Position annotation records:
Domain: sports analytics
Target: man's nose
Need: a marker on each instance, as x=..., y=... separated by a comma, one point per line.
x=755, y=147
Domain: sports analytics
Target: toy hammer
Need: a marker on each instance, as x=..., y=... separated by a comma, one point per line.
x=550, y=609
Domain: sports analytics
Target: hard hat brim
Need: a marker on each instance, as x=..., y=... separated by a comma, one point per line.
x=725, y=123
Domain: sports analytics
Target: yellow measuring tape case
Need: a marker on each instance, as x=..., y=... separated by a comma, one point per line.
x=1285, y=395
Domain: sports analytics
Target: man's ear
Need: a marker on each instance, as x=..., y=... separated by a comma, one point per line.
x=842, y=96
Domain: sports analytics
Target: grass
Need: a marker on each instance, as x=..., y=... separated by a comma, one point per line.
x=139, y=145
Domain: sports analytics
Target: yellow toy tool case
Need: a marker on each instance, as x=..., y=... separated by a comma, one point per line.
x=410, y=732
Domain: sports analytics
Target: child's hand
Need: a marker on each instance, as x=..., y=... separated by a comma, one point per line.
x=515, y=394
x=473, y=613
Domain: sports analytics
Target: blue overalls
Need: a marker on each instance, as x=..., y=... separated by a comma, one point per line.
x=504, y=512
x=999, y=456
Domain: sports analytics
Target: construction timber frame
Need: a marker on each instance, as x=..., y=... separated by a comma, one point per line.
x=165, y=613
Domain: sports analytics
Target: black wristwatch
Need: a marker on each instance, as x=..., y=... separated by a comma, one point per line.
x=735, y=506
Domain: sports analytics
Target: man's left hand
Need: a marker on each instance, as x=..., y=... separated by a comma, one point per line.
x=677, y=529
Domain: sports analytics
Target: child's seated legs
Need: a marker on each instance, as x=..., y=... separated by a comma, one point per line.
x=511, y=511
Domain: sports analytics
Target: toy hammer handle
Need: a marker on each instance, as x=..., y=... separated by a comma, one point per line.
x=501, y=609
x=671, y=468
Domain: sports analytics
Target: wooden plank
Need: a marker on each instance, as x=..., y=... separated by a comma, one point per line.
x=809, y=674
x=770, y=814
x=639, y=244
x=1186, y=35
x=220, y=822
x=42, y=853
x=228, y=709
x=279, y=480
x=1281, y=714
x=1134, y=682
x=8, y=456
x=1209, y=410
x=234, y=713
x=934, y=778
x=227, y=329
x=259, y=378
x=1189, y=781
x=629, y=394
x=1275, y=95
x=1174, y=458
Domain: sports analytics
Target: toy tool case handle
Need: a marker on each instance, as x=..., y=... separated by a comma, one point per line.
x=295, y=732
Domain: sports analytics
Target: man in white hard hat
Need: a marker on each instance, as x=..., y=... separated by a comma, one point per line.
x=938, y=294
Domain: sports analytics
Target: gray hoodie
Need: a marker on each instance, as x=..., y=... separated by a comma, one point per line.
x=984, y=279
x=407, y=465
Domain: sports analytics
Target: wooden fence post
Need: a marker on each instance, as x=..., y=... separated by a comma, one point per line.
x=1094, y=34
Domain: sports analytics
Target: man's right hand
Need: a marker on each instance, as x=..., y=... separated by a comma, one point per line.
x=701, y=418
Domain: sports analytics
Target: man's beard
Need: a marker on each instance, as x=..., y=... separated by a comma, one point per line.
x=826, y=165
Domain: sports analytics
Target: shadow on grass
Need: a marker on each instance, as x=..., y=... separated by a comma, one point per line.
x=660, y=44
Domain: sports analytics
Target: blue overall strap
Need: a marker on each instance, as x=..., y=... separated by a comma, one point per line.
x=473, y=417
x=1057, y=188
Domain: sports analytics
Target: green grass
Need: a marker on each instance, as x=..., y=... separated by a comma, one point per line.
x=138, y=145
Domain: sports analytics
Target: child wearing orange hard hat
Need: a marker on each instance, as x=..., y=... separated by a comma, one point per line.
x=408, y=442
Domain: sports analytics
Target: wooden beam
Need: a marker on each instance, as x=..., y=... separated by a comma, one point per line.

» What is being asked
Return the material exactly as it stands.

» Response below
Domain: sports analytics
Target: man's nose
Need: a marker on each instance, as x=..., y=... separated by a comma, one point per line.
x=755, y=147
Domain: sports analytics
Target: toy hammer
Need: a marker on each instance, as x=..., y=... separated by a comma, one point per line.
x=550, y=609
Domain: sports analytics
Target: hard hat brim
Need: a marker on each instance, as x=..., y=... separated by a comma, one point per line.
x=725, y=123
Domain: sports analytics
Target: yellow measuring tape case
Need: a marker on each instance, as x=..., y=... separated by a comma, one point per line.
x=1285, y=395
Domain: sports analytics
Target: man's ear
Need: a marker on each instance, as x=..., y=... separated by a comma, one point per line.
x=842, y=96
Domain: sports analytics
Target: grass
Need: a marker on each instance, as x=..., y=... separated by a comma, one point per line.
x=139, y=145
Domain: sports analytics
Target: yellow toy tool case
Need: a marker on each instance, as x=..., y=... separated by a comma, one point per line.
x=410, y=732
Domain: sports analytics
Target: child's hand
Need: a marker on each instance, as x=..., y=... separated by a comma, one point per line.
x=515, y=394
x=473, y=613
Domain: sports analytics
Target: blue overalls
Need: a marker on each instance, as x=..., y=... separated by a comma, one point per line.
x=504, y=512
x=999, y=456
Domain: sports analytics
Target: construction timber frame
Need: a marker on each instance, as x=..., y=... separated by a comma, one point per line.
x=165, y=613
Domain: sports analytics
Target: black wristwatch
Need: a marker on each instance, as x=..., y=... separated by a comma, one point per line.
x=735, y=506
Domain: sports analytics
Target: man's left hand
Need: a marker on each instance, as x=..., y=... separated by a comma, one point per line.
x=677, y=529
Domain: sports analytics
Target: child's seated legs
Need: a marker on each instance, as x=..., y=... separated by a comma, one point per line.
x=511, y=511
Domain: sports analytics
Target: toy hammer handle
Need: a marker on each instance, as x=..., y=... separated by a comma, one point per line.
x=501, y=609
x=671, y=468
Domain: sports analytics
Target: wooden plank
Need: a marker on each instance, as x=..., y=... separated by a comma, one point per line.
x=809, y=674
x=770, y=814
x=639, y=244
x=1186, y=35
x=220, y=822
x=42, y=853
x=228, y=709
x=279, y=480
x=1281, y=714
x=1134, y=682
x=8, y=456
x=1209, y=410
x=234, y=713
x=934, y=778
x=227, y=329
x=259, y=378
x=1189, y=781
x=629, y=394
x=1275, y=95
x=1174, y=458
Domain: sports analytics
Target: toy tool case handle
Need: a marker on each instance, as x=..., y=... separated by a comma, one point per line.
x=295, y=732
Domain: sports analytics
Target: man in white hard hat
Need: a marker on each instance, as x=..., y=... separated by a comma, one point per line.
x=938, y=294
Domain: sports analytics
Target: gray hoodie
Need: a marker on each instance, as x=..., y=... separated by a comma, one point per line.
x=984, y=279
x=407, y=465
Domain: sports analytics
Target: wooden fence post
Need: a marker on each instance, as x=..., y=... separated by a comma, one point per line.
x=1094, y=34
Domain: sports analytics
Target: man's right hand
Need: a marker on each instance, as x=..., y=... separated by a comma, one point per line.
x=701, y=418
Domain: sports analytics
Target: man's beard
Need: a marker on each instance, as x=..., y=... separated by a comma, one point per line.
x=826, y=165
Domain: sports analytics
Target: shadow on grass
Need: a marker on each instance, as x=..., y=... separated by a comma, one point per line.
x=660, y=44
Domain: sports analytics
Target: blue overall strap
Need: a marker on each instance, as x=..., y=... separated by a comma, one point per line.
x=473, y=417
x=1057, y=188
Domain: sports analytics
Target: green grass
Need: a marker on each instance, as x=..., y=... separated by a comma, one point per line.
x=138, y=145
Domain: sports analytics
Target: child wearing orange hard hat
Need: a marker on each instance, as x=..., y=... separated by a comma, one point per line.
x=408, y=442
Domain: sports analytics
Target: wooden beam
Need: a marker on each instance, as x=..., y=... separated by a comma, one point per line.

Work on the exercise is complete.